Teks yang Disediakan:
************

AHLAN WA SAHLAN

Kamis, 05 Januari 2017

Asy-Syaikh Taqiyuddin an-Nabhaniy, Pendiri gerakan Hizbut Tahrir



Aktivitas Politik Asy-Syaikh Taqiyuddin an-Nabhaniy

                Sejak remaja asy-Syaikh Taqiyuddin an-Nabhaniy sudah memulai aktivitas politiknya karena pengaruh kakeknya, asy-Syaikh Yusuf An Nabhaniy rahimahullah. Asy-Syaikh Yusuf An Nabhaniy pernah terlibat diskusi-diskusi dengan orang-orang yang terpengaruh peradaban Barat, seperti asy-Syaikh Muhammad Abduh, para pengikut ide pembaharuan (modernisme), tokoh-tokoh Freemasonry, dan pihak-pihak lain yang membangkang terhadap Khilafah Utsmaniyah. Perdebatan-perdebatan politik dan aktivitas geraknya di antara para mahasiswa di al-Azhar dan di Kulliyah Darul Ulum, telah menyingkapkan pula kepedulian asy-Syaikh Taqiyuddin an-Nabhaniy akan masalah-masalah politik. Beberapa sahabatnya telah menceritakan sikap-sikapnya yang menggaungkan seruan-seruan yang bersifat menantang, yang mampu memimpin situasi al-Azhar saat itu. Di samping itu, beliau juga melakukan berbagai perdebatan dengan para ulama al-Azhar mengenai apa yang harus dilakukan dengan serius untuk membangkitkan umat Islam.

                Sebenarnya ketika asy-Syaikh Taqiyuddin an-Nabhaniy kembali dari Kairo ke Palestina dan ketika beliau menjalankan tugasnya di Kementerian Pendidikan Palestina, beliau sudah melakukan kegiatan yang cukup menarik perhatian, yakni memberikan kesadaran kepada para murid yang diajarnya dan orang-orang yang ditemuinya, mengenai situasi yang ada saat itu. Beliau juga membangkitkan perasaan geram dan benci terhadap penjajah Barat dalam jiwa mereka, di samping memperbarui semangat mereka untuk berpegang teguh terhadap Islam. Beliau menyampaikan semua ini melalui khotbah-khotbah, dialog-dialog, dan perdebatan-perdebatan yang beliau lakukan. Pada setiap topik yang beliau sodorkan, hujjah beliau senantiasa kuat. Beliau memang mempunyai kemampuan yang tinggi untuk meyakinkan orang lain.

************

Entri yang Disediakan:
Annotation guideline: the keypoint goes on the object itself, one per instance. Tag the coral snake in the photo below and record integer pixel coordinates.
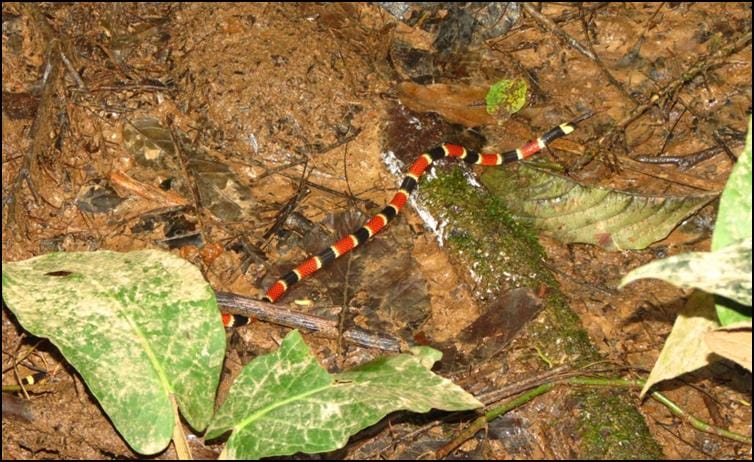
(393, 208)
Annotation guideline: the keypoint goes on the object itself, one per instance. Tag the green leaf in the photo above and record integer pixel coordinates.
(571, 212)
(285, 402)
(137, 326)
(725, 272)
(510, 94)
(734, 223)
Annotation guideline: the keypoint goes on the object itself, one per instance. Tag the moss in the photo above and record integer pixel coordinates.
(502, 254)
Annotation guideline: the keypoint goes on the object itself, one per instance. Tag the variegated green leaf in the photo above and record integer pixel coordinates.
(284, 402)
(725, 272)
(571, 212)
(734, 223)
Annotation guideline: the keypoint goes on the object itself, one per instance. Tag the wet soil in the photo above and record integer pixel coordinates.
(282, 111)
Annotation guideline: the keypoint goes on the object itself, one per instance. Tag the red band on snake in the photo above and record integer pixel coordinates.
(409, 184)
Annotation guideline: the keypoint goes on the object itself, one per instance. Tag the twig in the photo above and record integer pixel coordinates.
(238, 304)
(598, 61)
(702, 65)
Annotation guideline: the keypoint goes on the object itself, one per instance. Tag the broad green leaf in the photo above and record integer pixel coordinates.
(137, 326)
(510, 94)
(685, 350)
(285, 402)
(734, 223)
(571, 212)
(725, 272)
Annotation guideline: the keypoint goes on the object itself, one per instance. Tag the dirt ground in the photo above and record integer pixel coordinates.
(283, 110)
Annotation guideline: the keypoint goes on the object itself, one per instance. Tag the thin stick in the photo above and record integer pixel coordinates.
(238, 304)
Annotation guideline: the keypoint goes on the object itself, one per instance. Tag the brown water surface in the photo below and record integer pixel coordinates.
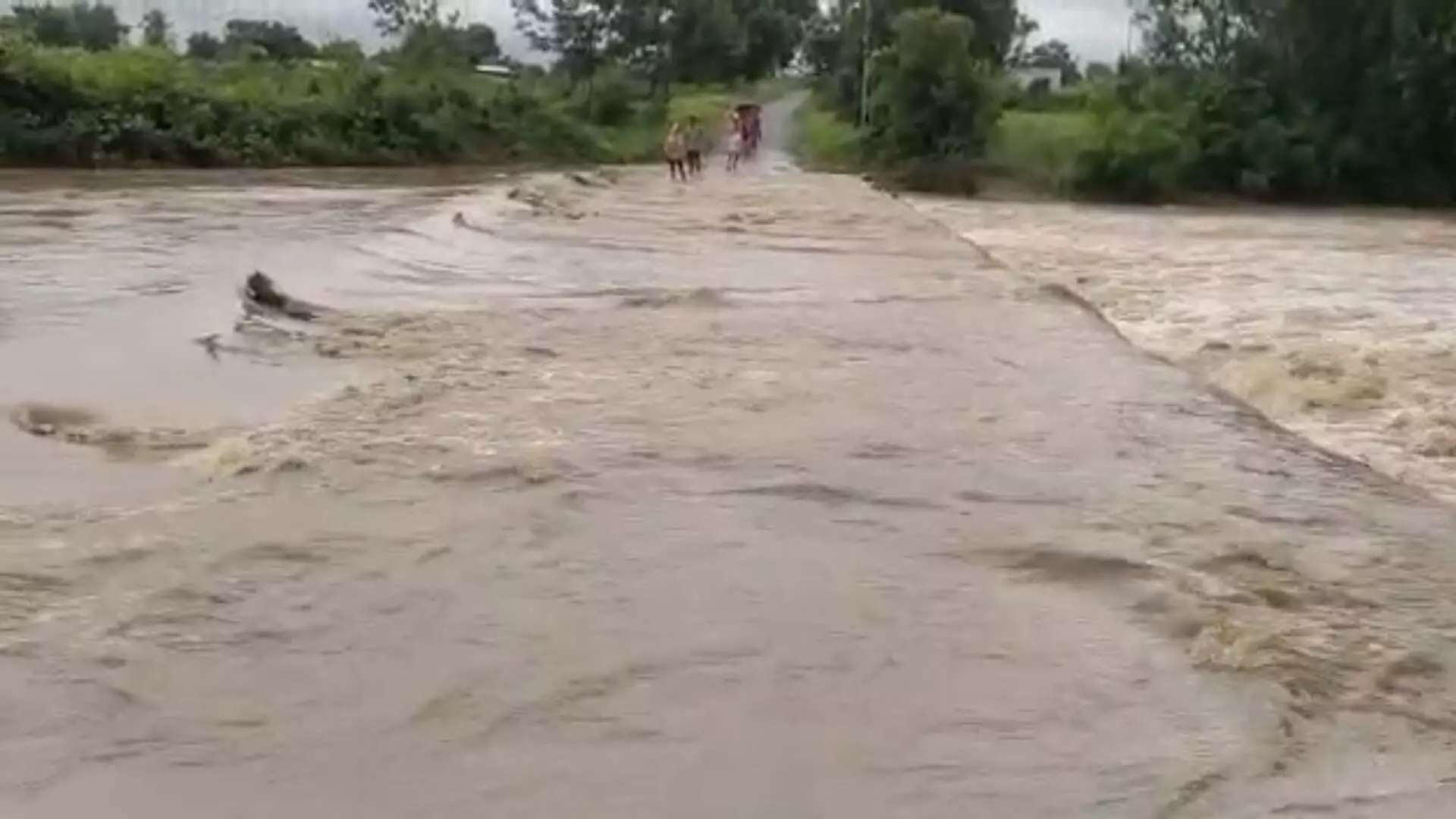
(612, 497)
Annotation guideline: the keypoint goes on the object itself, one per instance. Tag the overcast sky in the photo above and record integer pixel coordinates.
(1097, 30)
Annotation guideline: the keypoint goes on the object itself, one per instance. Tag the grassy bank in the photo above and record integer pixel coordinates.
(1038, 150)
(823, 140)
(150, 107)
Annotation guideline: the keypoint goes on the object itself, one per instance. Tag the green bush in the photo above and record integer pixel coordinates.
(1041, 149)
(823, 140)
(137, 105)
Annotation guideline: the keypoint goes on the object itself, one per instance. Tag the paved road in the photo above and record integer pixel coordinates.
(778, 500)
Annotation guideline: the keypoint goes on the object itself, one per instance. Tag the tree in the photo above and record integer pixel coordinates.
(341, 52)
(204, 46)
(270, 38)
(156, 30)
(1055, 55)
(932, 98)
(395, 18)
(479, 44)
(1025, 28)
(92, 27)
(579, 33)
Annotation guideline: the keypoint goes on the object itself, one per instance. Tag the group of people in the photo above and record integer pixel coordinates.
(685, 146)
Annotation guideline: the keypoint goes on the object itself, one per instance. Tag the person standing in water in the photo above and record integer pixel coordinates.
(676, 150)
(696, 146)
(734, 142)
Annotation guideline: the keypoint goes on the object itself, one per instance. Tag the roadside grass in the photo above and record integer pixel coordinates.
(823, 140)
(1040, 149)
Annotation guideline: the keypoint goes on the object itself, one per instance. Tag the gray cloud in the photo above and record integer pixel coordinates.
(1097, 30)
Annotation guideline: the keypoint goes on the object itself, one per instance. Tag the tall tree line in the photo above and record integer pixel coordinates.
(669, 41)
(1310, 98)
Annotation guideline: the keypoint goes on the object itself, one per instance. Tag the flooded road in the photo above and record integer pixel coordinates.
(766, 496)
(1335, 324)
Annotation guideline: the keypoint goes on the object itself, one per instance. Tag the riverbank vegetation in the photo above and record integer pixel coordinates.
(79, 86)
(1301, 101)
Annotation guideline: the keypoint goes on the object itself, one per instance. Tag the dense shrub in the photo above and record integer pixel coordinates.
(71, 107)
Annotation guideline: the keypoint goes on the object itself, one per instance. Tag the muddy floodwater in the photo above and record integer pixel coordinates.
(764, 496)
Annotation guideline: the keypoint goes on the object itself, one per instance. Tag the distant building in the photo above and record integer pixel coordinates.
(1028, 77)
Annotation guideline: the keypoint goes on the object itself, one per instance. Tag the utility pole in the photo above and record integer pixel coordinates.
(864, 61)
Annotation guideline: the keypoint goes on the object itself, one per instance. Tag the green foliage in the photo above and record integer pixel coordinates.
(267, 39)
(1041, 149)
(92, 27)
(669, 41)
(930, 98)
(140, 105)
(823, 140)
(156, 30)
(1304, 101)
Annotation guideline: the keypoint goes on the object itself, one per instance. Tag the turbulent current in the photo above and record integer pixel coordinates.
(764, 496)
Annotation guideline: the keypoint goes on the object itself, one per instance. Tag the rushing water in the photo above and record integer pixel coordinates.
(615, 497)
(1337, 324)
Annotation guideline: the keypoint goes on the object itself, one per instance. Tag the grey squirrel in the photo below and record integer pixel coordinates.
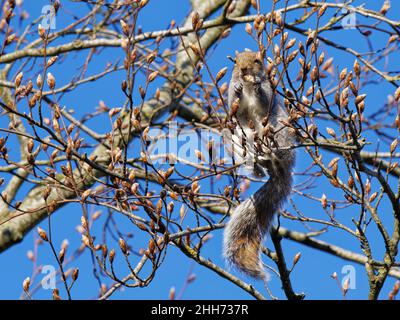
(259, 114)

************

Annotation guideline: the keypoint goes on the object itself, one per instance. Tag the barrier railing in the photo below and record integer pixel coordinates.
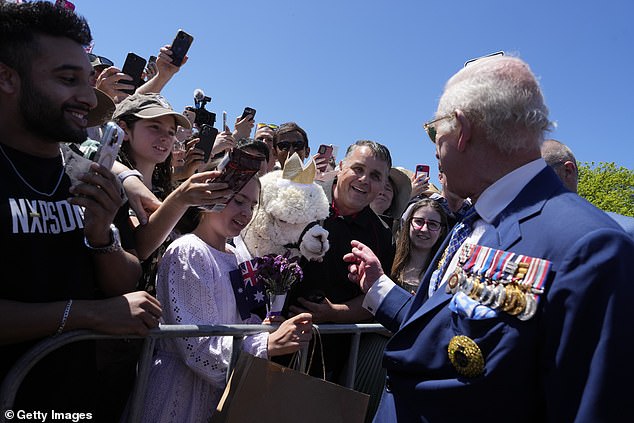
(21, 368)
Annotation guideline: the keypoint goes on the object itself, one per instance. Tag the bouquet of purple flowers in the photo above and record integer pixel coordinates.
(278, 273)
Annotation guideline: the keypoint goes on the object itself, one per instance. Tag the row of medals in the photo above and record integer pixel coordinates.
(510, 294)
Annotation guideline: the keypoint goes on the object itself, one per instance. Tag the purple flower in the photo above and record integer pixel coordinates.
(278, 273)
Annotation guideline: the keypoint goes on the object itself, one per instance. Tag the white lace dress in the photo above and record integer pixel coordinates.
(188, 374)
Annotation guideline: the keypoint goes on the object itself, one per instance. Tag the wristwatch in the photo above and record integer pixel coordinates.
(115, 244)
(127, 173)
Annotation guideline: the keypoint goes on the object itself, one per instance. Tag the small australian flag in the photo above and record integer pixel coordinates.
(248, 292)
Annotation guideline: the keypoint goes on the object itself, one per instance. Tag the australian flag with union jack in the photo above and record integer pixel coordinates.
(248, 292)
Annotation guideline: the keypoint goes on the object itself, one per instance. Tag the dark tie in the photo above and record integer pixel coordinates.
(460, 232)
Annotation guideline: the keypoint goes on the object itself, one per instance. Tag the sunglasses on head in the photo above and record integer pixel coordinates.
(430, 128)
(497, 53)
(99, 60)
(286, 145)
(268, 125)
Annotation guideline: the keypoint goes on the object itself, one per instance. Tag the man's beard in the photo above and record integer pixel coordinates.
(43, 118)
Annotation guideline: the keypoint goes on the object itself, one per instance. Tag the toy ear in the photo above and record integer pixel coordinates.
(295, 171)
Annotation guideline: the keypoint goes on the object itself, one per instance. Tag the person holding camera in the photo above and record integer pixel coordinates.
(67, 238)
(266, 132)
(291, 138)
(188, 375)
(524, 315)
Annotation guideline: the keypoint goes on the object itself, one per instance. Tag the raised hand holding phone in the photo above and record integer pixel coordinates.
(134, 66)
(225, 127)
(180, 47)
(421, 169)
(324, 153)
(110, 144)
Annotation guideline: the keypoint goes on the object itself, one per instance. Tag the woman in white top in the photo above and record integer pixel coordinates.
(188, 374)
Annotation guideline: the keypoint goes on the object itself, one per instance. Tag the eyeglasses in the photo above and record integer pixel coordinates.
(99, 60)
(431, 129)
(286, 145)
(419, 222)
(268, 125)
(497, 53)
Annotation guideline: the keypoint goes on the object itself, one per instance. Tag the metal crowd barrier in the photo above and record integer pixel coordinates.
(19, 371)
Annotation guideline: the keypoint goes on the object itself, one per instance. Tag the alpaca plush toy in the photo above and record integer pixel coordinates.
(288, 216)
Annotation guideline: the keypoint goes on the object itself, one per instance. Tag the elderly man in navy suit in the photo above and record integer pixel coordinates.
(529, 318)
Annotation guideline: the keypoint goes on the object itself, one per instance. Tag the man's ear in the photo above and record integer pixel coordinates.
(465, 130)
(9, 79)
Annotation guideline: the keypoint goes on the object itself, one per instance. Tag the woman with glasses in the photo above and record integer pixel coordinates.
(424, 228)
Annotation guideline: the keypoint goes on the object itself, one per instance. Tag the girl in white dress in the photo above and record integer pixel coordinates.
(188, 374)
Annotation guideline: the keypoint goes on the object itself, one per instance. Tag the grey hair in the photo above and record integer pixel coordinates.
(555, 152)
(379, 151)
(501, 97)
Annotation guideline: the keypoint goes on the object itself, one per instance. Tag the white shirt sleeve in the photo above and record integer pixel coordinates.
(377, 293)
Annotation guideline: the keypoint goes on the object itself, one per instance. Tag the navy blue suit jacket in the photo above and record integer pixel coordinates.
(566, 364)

************

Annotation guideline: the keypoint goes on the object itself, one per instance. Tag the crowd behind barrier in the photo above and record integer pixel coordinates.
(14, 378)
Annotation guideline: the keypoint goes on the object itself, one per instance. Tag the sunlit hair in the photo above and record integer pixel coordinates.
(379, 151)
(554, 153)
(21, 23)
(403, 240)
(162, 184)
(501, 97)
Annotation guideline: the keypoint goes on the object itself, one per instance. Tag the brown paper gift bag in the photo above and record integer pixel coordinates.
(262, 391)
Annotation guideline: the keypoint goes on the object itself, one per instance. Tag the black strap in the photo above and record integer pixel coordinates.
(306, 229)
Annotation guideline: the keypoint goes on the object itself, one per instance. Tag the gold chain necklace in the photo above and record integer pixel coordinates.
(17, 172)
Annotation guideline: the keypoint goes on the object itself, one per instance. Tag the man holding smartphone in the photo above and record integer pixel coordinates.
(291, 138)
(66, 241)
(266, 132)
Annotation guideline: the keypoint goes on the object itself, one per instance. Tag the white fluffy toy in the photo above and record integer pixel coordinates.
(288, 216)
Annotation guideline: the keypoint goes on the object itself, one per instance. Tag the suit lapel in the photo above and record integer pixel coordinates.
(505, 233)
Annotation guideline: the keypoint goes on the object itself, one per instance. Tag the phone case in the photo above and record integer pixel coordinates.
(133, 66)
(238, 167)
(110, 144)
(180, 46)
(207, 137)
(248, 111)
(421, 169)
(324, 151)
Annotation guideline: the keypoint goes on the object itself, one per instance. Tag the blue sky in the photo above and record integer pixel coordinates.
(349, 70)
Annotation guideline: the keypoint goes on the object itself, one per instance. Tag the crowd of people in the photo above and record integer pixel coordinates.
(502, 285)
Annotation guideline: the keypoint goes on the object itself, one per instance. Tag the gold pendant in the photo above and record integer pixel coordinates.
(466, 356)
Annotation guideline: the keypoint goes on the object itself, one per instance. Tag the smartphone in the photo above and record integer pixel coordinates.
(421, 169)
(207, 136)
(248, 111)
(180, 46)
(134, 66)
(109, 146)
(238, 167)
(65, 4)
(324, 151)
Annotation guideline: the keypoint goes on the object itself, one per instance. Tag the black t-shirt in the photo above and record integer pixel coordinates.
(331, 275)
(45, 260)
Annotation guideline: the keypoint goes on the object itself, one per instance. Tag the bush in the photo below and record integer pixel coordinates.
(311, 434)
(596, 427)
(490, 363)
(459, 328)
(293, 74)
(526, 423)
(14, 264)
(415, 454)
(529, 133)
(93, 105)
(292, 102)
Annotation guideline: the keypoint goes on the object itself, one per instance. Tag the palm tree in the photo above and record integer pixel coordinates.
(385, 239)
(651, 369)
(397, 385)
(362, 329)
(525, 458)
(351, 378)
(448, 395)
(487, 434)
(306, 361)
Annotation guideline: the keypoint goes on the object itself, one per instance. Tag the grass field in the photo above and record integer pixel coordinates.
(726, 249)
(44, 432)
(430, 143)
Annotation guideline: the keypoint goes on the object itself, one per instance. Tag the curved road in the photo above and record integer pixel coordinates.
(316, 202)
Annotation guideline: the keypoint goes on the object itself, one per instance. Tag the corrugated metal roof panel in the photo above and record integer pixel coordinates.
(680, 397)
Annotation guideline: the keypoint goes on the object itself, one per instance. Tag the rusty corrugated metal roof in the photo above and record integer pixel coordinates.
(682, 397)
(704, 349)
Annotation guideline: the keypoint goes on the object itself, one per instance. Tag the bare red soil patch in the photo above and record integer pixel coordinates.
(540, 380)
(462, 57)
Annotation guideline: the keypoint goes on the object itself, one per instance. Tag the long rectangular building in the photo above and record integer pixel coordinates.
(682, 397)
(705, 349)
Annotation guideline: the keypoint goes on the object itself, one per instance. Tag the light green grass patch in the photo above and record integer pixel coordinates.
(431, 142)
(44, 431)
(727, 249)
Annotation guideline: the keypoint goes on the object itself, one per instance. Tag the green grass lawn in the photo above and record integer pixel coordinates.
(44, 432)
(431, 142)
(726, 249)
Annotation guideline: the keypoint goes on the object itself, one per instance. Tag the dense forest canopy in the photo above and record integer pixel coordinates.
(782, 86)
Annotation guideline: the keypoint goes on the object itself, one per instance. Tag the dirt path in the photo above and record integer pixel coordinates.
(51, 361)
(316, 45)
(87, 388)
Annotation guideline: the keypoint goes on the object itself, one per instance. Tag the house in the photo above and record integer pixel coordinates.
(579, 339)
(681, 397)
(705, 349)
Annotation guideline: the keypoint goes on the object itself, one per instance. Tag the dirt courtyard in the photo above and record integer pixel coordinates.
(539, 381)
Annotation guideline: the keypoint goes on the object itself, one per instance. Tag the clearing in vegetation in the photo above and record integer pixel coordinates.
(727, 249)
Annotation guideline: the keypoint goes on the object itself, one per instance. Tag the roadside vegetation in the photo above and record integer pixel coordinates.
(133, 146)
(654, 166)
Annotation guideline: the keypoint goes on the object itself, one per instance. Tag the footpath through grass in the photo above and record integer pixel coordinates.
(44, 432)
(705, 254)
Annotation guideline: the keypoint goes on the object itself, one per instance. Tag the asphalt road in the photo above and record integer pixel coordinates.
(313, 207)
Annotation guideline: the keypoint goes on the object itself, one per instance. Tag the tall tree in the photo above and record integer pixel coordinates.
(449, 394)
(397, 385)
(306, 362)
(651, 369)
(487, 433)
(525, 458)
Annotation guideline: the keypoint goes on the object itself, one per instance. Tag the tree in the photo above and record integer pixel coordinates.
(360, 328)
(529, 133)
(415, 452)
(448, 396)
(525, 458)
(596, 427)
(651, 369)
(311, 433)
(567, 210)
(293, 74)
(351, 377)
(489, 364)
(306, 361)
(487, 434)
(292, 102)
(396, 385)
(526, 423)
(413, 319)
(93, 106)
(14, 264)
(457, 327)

************

Tujuan Tugas:
Lanjutkan teks tentang aktivitas politik asy-Syaikh Taqiyuddin an-Nabhaniy, dimulai setelah kalimat terakhirnya.

Keluaran yang Diharapkan:
                Ketika beliau pindah pekerjaan ke bidang peradilan, beliau pun lalu mengadakan kontak dengan para ulama yang pernah beliau kenal dan beliau temui di Mesir. Kepada mereka beliau mengajukan ide untuk membentuk sebuah partai politik yang berasaskan Islam untuk membangkitkan kaum muslimin dan mengembalikan kemuliaan dan kejayaan mereka. Untuk tujuan ini pula, beliau berpindah-pindah dari satu kota ke kota lain di Palestina dan mengajukan ide yang sudah mendarah daging dalam jiwa beliau itu kepada tokoh-tokoh terkemuka, baik dari kalangan ulama maupun para pemikir. Kedudukan beliau di Mahkamah Isti'naf di al-Quds sangat membantu aktivitas beliau tersebut. Dengan demikian, beliau dapat menyelenggarakan berbagai seminar dan mengumpulkan para ulama dari berbagai kota di Palestina. Dalam kesempatan itu, beliau mengadakan dialog dengan mereka mengenai metode kebangkitan yang benar. Beliau banyak berdebat dengan para pendiri organisasi-organisasi sosial Islam (Jam'iyat al-Islamiyah) dan partai-partai politik yang bercorak nasionalis, patriotis, dan komunis. Beliau menjelaskan kekeliruan langkah mereka, kesalahan pemikiran mereka, dan rusaknya kegiatan mereka.

                Selain itu, beliau juga sering melontarkan berbagai masalah politik dalam khotbah-khotbah yang beliau sampaikan pada acara-acara keagamaan di masjid-masjid, seperti di Masjid al-Aqsha, Masjid Ibrahim al-Khalil (Hebron), dan lain-lain. Dalam kesempatan seperti itu beliau selalu menyerang sistem-sistem pemerintahan di negeri-negeri Arab, dengan menyatakan bahwa semua itu merupakan rekayasa penjajah Barat, dan merupakan salah satu sarana penjajah Barat agar dapat terus mencengkeram negeri-negeri Islam. Beliau juga sering membongkar strategi-strategi politik negara-negara Barat dan membeberkan niat-niat mereka untuk menghancurkan Islam dan umatnya. Selain itu,  beliau berpandangan bahwa kaum muslimin berkewajiban untuk mendirikan partai politik yang berasaskan Islam.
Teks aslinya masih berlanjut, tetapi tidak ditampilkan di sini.